- **TASK**
Copy out every record below with complete accuracy.

::: INPUT DATA

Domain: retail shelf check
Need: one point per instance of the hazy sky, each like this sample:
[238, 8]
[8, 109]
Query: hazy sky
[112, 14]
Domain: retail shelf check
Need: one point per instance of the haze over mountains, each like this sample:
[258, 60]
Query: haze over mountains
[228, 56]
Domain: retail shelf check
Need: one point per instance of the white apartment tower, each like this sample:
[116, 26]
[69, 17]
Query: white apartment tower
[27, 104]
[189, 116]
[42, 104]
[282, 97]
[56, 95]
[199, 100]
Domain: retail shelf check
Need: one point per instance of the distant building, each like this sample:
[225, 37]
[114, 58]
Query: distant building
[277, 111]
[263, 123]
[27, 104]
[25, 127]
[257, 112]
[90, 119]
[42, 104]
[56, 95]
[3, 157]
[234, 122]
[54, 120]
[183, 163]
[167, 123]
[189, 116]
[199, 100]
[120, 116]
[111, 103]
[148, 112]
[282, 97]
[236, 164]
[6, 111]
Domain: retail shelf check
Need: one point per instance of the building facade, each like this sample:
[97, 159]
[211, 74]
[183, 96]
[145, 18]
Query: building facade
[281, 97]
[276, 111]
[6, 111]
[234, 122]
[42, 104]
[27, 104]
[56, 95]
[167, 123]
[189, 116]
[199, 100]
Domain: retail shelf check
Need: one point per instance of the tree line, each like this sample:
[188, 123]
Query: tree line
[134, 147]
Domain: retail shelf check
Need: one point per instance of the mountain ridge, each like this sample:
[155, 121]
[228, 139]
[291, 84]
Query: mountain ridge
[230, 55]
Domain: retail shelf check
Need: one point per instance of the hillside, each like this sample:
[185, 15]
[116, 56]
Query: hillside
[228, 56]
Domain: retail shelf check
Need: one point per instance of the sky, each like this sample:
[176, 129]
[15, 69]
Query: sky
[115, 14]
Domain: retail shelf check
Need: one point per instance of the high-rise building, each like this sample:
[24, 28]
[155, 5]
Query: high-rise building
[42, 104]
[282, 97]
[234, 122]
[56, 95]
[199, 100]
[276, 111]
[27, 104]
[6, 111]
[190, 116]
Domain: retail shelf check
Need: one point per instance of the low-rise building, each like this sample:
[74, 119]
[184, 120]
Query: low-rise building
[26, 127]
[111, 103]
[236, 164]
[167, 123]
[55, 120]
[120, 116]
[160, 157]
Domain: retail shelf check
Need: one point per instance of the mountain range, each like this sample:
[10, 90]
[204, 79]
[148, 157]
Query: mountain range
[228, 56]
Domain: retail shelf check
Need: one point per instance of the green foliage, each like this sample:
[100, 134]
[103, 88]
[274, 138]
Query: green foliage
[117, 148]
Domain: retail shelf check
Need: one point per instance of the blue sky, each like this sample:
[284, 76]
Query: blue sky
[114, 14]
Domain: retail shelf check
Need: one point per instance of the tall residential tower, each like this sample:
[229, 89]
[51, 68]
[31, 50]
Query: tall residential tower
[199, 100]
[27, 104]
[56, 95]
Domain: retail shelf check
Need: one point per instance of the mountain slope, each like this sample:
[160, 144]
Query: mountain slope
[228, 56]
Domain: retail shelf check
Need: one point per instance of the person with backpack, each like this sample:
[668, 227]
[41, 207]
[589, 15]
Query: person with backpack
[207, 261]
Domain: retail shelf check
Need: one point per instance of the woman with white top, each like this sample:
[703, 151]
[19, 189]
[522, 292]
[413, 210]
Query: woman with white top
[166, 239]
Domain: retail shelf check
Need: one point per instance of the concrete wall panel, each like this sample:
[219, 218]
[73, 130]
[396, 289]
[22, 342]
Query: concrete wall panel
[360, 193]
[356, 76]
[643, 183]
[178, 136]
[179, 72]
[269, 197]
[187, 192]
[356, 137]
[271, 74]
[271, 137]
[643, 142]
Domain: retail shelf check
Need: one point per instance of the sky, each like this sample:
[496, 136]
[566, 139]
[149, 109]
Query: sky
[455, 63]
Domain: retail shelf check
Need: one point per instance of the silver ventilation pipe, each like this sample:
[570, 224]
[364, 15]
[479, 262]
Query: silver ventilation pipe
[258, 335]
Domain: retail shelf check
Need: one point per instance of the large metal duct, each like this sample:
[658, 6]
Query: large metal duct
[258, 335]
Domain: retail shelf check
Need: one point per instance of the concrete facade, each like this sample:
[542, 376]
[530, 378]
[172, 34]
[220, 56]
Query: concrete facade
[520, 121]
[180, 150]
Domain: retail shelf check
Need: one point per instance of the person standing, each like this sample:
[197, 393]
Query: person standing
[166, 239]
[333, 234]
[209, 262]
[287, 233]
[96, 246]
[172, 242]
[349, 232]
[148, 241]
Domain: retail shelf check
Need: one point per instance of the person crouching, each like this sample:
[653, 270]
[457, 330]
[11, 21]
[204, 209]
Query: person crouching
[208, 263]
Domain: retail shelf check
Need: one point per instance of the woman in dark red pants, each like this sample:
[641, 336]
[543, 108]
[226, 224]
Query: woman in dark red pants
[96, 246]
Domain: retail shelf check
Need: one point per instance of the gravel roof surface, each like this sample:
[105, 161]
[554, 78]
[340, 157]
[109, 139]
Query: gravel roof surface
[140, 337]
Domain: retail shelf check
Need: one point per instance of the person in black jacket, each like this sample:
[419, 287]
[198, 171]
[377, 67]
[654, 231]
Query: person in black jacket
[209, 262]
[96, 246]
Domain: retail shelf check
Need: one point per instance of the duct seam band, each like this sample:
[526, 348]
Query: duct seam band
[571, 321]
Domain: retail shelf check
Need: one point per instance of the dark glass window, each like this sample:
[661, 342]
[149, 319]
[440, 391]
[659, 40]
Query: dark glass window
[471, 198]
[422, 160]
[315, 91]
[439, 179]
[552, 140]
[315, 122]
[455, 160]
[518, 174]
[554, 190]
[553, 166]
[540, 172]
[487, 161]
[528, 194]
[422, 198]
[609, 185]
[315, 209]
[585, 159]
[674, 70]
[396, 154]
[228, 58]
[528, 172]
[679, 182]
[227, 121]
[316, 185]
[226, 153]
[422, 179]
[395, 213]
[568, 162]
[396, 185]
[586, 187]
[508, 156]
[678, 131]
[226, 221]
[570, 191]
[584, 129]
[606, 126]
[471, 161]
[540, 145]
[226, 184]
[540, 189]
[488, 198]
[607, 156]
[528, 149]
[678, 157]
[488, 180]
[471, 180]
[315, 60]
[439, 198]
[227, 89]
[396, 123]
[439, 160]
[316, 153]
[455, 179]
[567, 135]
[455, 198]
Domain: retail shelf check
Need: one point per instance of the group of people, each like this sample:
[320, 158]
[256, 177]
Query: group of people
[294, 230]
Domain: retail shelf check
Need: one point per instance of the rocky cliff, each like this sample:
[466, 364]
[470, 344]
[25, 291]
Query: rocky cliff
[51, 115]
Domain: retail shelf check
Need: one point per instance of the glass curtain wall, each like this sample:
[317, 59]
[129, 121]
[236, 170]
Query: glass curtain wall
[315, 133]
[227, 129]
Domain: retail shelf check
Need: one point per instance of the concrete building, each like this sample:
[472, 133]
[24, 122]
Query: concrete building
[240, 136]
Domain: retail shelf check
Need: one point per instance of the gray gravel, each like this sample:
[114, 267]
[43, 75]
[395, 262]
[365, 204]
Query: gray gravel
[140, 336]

::::::

- **SOLUTION TO THIS EXERCISE**
Domain: retail shelf check
Need: one point per instance of the hazy sky, each like this sample:
[238, 8]
[8, 109]
Query: hazy sky
[112, 14]
Domain: retail shelf check
Need: one point per instance of the haze over mountains, each like this sample:
[258, 60]
Query: haze over mountains
[228, 56]
Domain: retail shelf check
Need: one point per instance of the white apartment tower, each like this sample:
[116, 26]
[69, 17]
Query: white apartment tower
[27, 104]
[189, 116]
[42, 104]
[282, 97]
[56, 95]
[199, 100]
Domain: retail shelf check
Need: one point per instance of the distant building, each like this sample:
[225, 37]
[114, 58]
Query: distant building
[277, 111]
[263, 123]
[27, 104]
[25, 127]
[257, 112]
[90, 119]
[42, 104]
[56, 95]
[3, 157]
[234, 122]
[54, 120]
[183, 163]
[167, 123]
[189, 116]
[199, 100]
[120, 116]
[111, 103]
[148, 112]
[282, 97]
[236, 164]
[6, 111]
Domain: retail shelf check
Need: one point per instance of the building facade, each like this sample:
[97, 159]
[211, 74]
[183, 96]
[145, 18]
Query: building facade
[281, 97]
[276, 111]
[6, 111]
[234, 122]
[42, 104]
[27, 104]
[56, 95]
[167, 123]
[189, 116]
[199, 100]
Domain: retail shelf check
Need: one point per instance of the tree line, each like this sample:
[188, 123]
Query: tree line
[134, 147]
Domain: retail shelf check
Need: one point per instance of the mountain ridge, each like this sample:
[155, 121]
[228, 139]
[291, 84]
Query: mountain ridge
[230, 55]
Domain: retail shelf check
Need: one point per instance of the hillside, each like this sample:
[185, 15]
[116, 56]
Query: hillside
[228, 56]
Domain: retail shelf check
Need: one point per instance of the sky, each like this sample:
[176, 129]
[15, 69]
Query: sky
[115, 14]
Domain: retail shelf check
Need: one point per instance of the high-rise building, each like this sample:
[24, 28]
[155, 5]
Query: high-rise building
[42, 104]
[282, 97]
[234, 122]
[56, 95]
[199, 100]
[276, 111]
[27, 104]
[6, 111]
[190, 116]
Domain: retail shelf check
Need: one point per instance of the low-rise building, each like this sample:
[74, 119]
[184, 120]
Query: low-rise building
[26, 127]
[111, 103]
[236, 164]
[167, 123]
[55, 120]
[120, 116]
[160, 157]
Domain: retail shelf check
Need: one point per instance of the mountain range, each like this sample:
[10, 90]
[204, 79]
[148, 157]
Query: mountain range
[228, 56]
Domain: retail shelf check
Need: one point per instance of the green foliage, each like this sample:
[100, 134]
[103, 88]
[274, 138]
Query: green foliage
[117, 148]
Domain: retail shelf check
Need: one point per instance of the blue sky, each like this sample:
[284, 76]
Query: blue sky
[114, 14]
Domain: retail shelf check
Need: one point per instance of the tall residential tower, each like this sample:
[229, 89]
[51, 68]
[31, 50]
Query: tall residential tower
[199, 100]
[27, 104]
[56, 95]
Domain: retail shelf check
Need: one point per instance of the mountain slope, each like this sample:
[160, 144]
Query: mountain slope
[228, 56]
Domain: retail shelf check
Need: one point per instance of the person with backpack, each like this sample:
[668, 227]
[41, 207]
[589, 15]
Query: person with backpack
[207, 261]
Domain: retail shelf check
Need: one point per instance of the woman with white top, each like this sample:
[703, 151]
[19, 189]
[522, 292]
[413, 210]
Query: woman with white top
[166, 239]
Domain: retail shelf check
Need: one point per instance of the concrete wall panel, each like this sample:
[219, 218]
[73, 130]
[396, 289]
[22, 342]
Query: concrete wall panel
[360, 193]
[356, 76]
[643, 183]
[178, 136]
[179, 72]
[269, 197]
[187, 192]
[356, 137]
[271, 74]
[271, 137]
[643, 142]
Domain: retail shelf check
Need: one point per instance of the sky, each like this sample:
[496, 136]
[566, 139]
[149, 109]
Query: sky
[455, 63]
Domain: retail shelf check
Need: one point per instance of the silver ventilation pipe, each like this sample:
[570, 224]
[364, 15]
[479, 262]
Query: silver ventilation pipe
[258, 335]
Domain: retail shelf check
Need: one point per instance of the large metal duct, each like this sample:
[658, 6]
Query: large metal duct
[258, 335]
Domain: retail shelf check
Need: one point per instance of the concrete facade, each like this sample:
[542, 376]
[530, 378]
[172, 34]
[220, 56]
Query: concrete facade
[520, 121]
[180, 150]
Domain: retail shelf check
Need: one point per instance of the person standing, each like this sample:
[197, 393]
Query: person standing
[166, 239]
[333, 234]
[209, 262]
[287, 233]
[96, 246]
[172, 242]
[349, 232]
[148, 241]
Domain: retail shelf check
Need: one point per instance of the person crouching, each like this sample:
[653, 270]
[457, 330]
[11, 21]
[204, 209]
Query: person crouching
[208, 263]
Domain: retail shelf check
Need: one point per instance of the woman in dark red pants, each like this sample:
[641, 336]
[543, 108]
[226, 224]
Query: woman in dark red pants
[96, 246]
Domain: retail shelf check
Need: one point per instance of the gravel roof surface, each like this sample:
[105, 161]
[554, 78]
[340, 157]
[109, 139]
Query: gravel roof surface
[140, 337]
Domain: retail shelf check
Need: one point per instance of the person in black jacket, each like this sample:
[419, 287]
[198, 171]
[377, 67]
[654, 231]
Query: person in black jacket
[209, 262]
[96, 246]
Domain: retail shelf check
Need: one point per instance of the duct seam band, each like this sample:
[526, 348]
Query: duct seam band
[571, 321]
Domain: retail shelf check
Need: one point per instance of the dark glass window, each like this sample:
[661, 342]
[149, 319]
[440, 391]
[659, 40]
Query: dark glass window
[471, 198]
[422, 160]
[315, 91]
[439, 179]
[552, 140]
[315, 122]
[455, 160]
[518, 174]
[554, 190]
[553, 166]
[540, 172]
[487, 161]
[528, 194]
[422, 198]
[609, 185]
[315, 209]
[585, 159]
[674, 70]
[396, 154]
[228, 58]
[528, 172]
[679, 182]
[227, 121]
[316, 185]
[226, 153]
[422, 179]
[395, 213]
[568, 162]
[396, 185]
[586, 187]
[508, 156]
[678, 131]
[226, 221]
[570, 191]
[584, 129]
[606, 126]
[471, 161]
[540, 145]
[226, 184]
[540, 189]
[488, 198]
[607, 156]
[528, 149]
[678, 157]
[488, 180]
[471, 180]
[315, 60]
[439, 198]
[227, 89]
[396, 123]
[439, 160]
[316, 153]
[455, 179]
[567, 135]
[455, 198]
Domain: retail shelf check
Need: one point per instance of the group of people, each like this sample:
[320, 158]
[256, 177]
Query: group of people
[294, 230]
Domain: retail shelf check
Need: one point per instance of the rocky cliff, each like this sample:
[466, 364]
[470, 344]
[25, 291]
Query: rocky cliff
[51, 115]
Domain: retail shelf check
Need: one point per instance of the glass curtain wall, each like this sample:
[317, 59]
[129, 121]
[236, 170]
Query: glass curtain wall
[315, 133]
[227, 129]
Domain: retail shelf check
Need: one point per instance of the concrete building, each like this sample:
[472, 133]
[24, 122]
Query: concrete building
[240, 136]
Domain: retail shelf check
Need: one point per instance of the gray gravel, each like this sample:
[114, 267]
[43, 75]
[395, 262]
[365, 204]
Query: gray gravel
[140, 336]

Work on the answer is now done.